═══ Texto proporcionado ═══
Lo mismo, palabra más, palabra menos, me había dicho el día anterior Norma Kennedy, que pidió verme de urgencia. Dijo que la estaban «reclutando» en una conspiración, aunque ella prefería negociar, pero que Galimberti tenía que entrar en razones y debíamos despegarnos del Tío Cámpora, porque «ya no tiene arreglo».
Acordé que viniera al día siguiente a las ocho de la mañana a casa, porque salíamos para Córdoba a las once, y apreté a Galimberti para que fuera. Empezaron insultándose, pero acabaron en un cierto acuerdo de continuar hablando. Yo los había dejado solos, con Wenceslao Benítez a cargo, y fui a una cita que había armado por otro canal con Alberto Brito Lima, que no quería verse con Galimberti sin ciertas garantías. Más o menos me contó las mismas cosas que Norma Kennedy, y quedé en llamarlo.
═══
Vuelve a escribir, por favor, el texto proporcionado de arriba completo y sin cambiar una sola palabra.
═══ Entradas ═══
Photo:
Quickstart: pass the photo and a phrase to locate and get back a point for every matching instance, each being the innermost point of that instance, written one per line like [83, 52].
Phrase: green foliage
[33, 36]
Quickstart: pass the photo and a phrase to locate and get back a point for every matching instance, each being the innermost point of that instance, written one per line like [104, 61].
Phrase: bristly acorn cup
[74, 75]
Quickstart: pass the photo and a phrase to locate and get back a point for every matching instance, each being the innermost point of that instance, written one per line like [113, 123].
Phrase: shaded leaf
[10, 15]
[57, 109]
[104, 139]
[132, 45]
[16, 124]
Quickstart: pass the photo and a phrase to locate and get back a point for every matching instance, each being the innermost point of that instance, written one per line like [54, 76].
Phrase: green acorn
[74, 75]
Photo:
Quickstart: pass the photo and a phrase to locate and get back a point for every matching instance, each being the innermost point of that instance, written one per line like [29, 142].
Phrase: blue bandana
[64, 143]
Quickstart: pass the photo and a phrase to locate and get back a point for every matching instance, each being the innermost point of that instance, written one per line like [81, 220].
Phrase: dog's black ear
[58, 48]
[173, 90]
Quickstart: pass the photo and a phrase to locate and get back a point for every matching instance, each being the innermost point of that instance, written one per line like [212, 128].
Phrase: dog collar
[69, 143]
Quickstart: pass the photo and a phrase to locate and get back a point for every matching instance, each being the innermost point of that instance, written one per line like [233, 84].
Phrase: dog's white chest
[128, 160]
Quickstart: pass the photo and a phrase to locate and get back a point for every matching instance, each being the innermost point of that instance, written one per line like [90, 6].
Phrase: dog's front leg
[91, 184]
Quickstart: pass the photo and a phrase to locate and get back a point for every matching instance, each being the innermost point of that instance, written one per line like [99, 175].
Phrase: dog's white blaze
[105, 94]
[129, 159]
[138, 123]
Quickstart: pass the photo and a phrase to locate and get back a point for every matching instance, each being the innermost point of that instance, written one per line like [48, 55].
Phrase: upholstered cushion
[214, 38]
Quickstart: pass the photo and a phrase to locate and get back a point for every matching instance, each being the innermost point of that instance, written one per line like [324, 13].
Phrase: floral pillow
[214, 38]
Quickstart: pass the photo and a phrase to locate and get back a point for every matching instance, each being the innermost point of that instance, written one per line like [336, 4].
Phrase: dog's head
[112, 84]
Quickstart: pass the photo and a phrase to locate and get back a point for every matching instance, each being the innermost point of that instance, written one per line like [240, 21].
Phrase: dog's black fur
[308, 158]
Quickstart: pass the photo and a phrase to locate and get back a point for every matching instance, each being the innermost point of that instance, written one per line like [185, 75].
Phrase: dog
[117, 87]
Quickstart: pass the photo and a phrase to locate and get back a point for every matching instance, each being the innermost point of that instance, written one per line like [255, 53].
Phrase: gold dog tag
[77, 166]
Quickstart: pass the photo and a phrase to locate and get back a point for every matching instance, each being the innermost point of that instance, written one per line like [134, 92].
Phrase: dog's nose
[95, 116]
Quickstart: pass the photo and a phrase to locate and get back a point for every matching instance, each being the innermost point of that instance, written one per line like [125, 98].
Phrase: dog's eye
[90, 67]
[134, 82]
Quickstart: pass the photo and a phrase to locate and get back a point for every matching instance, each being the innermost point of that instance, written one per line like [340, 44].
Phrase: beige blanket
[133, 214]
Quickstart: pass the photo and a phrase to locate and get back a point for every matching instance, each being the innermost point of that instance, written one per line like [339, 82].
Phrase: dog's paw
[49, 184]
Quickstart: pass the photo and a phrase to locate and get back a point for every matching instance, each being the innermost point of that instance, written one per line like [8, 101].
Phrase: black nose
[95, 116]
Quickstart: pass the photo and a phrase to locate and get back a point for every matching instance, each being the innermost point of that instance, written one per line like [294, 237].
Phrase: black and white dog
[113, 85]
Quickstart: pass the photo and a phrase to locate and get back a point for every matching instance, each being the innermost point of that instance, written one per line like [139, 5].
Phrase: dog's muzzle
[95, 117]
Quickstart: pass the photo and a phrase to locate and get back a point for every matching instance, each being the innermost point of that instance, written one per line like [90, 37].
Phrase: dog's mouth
═══
→ Tarea resuelta:
Lo mismo, palabra más, palabra menos, me había dicho el día anterior Norma Kennedy, que pidió verme de urgencia. Dijo que la estaban «reclutando» en una conspiración, aunque ella prefería negociar, pero que Galimberti tenía que entrar en razones y debíamos despegarnos del Tío Cámpora, porque «ya no tiene arreglo».
Acordé que viniera al día siguiente a las ocho de la mañana a casa, porque salíamos para Córdoba a las once, y apreté a Galimberti para que fuera. Empezaron insultándose, pero acabaron en un cierto acuerdo de continuar hablando. Yo los había dejado solos, con Wenceslao Benítez a cargo, y fui a una cita que había armado por otro canal con Alberto Brito Lima, que no quería verse con Galimberti sin ciertas garantías. Más o menos me contó las mismas cosas que Norma Kennedy, y quedé en llamarlo.